Stored data —
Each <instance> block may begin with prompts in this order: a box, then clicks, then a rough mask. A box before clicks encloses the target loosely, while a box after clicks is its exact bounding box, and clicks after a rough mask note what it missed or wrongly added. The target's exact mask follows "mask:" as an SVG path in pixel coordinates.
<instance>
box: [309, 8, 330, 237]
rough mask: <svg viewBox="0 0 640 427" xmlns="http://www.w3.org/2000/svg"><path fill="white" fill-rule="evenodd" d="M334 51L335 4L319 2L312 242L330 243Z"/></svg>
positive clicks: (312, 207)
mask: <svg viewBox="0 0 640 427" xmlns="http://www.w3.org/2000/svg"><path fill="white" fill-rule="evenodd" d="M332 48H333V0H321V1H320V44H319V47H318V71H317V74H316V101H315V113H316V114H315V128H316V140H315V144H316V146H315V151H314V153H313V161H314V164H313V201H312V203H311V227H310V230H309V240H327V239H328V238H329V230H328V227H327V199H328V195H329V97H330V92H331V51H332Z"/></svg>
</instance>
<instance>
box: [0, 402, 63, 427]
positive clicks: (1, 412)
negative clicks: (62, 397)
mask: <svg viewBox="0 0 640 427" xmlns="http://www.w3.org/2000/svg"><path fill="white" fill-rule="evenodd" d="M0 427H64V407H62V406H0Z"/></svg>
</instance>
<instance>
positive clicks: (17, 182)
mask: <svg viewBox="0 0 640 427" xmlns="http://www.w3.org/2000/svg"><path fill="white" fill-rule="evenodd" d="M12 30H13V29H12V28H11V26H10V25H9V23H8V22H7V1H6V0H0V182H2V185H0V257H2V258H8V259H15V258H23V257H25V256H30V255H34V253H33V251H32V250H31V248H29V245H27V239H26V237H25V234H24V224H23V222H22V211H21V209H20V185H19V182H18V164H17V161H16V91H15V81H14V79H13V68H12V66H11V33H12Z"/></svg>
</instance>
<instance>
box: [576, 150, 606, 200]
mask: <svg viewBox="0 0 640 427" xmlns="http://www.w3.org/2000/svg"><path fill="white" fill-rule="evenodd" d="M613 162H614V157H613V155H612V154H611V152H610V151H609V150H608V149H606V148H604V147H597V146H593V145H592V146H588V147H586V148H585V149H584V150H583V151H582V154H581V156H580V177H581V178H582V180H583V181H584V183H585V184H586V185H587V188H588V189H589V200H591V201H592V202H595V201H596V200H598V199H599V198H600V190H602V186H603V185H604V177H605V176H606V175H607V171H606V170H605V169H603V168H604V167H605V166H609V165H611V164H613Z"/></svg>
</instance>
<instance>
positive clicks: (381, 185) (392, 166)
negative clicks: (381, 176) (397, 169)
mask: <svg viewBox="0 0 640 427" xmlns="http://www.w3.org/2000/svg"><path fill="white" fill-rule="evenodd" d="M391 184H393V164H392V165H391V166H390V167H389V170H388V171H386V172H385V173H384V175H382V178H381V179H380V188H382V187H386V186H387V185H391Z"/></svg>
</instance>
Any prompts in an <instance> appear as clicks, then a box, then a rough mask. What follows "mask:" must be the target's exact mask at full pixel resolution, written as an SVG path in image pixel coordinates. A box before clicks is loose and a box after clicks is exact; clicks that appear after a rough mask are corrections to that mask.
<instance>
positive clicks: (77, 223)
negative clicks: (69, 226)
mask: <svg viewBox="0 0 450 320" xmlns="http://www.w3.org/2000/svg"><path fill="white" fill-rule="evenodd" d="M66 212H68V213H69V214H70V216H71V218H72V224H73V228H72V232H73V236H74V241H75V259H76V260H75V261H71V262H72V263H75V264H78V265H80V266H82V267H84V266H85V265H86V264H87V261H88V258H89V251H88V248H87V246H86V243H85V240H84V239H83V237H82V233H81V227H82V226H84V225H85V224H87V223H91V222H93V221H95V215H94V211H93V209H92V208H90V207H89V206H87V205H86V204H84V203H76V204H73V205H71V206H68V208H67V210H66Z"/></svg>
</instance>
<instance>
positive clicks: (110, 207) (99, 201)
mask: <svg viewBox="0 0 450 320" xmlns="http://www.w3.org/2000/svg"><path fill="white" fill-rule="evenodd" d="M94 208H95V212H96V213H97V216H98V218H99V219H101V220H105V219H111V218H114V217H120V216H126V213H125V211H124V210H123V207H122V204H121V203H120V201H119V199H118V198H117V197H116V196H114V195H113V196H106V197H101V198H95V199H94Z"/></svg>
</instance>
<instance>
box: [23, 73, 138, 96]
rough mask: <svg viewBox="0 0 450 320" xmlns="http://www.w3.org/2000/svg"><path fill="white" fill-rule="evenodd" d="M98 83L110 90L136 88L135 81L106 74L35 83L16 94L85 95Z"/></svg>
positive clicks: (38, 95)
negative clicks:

---

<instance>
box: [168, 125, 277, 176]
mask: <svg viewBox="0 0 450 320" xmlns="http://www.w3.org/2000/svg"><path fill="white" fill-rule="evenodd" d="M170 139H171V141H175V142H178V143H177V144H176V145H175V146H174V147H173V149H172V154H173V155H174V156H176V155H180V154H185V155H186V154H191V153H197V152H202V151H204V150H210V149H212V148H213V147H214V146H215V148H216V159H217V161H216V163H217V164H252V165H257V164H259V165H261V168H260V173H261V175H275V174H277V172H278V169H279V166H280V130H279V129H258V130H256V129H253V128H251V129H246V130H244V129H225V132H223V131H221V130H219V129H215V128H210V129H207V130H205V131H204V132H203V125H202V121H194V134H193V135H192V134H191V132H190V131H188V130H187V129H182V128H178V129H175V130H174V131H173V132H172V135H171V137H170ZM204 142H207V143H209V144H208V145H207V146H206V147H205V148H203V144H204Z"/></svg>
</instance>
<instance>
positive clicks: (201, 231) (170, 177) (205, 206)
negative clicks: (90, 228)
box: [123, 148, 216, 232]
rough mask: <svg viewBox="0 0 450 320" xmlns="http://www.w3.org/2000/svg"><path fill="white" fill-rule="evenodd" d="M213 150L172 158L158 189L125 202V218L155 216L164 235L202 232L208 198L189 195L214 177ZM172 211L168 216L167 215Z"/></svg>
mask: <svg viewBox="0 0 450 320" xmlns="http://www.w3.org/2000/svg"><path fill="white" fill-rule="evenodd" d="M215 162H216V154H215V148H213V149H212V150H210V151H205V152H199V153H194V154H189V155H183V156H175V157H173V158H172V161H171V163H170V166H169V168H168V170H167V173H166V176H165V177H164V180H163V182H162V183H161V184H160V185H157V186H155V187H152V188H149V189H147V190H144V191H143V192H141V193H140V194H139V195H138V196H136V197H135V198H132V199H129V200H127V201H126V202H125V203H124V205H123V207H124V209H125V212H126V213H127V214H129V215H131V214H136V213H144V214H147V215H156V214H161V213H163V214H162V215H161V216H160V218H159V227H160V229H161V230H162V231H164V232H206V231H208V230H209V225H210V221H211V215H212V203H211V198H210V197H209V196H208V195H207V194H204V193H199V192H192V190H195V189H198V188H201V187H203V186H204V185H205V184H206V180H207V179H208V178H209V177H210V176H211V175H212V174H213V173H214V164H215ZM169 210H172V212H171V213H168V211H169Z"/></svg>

What to produce —
Only lines containing the string "pixel" are needed. Pull each of them out of the records above.

Written solution —
Each <instance> block may begin with prompts in this order: a box, then clicks, then a rough mask. A box before clicks encloses the target loosely, while a box after clicks is its exact bounding box, and clicks after a rough mask note what it missed or wrongly added. The target's exact mask follows "mask:" as an SVG path in pixel coordinates.
Any prompts in an <instance> appear as clicks, then a box, then a rough mask. What follows "mask:" must be the target's exact mask at full pixel resolution, written as an SVG path in image pixel coordinates. A box before clicks is loose and a box after clicks is exact; clicks that appear after a rough mask are corrections to that mask.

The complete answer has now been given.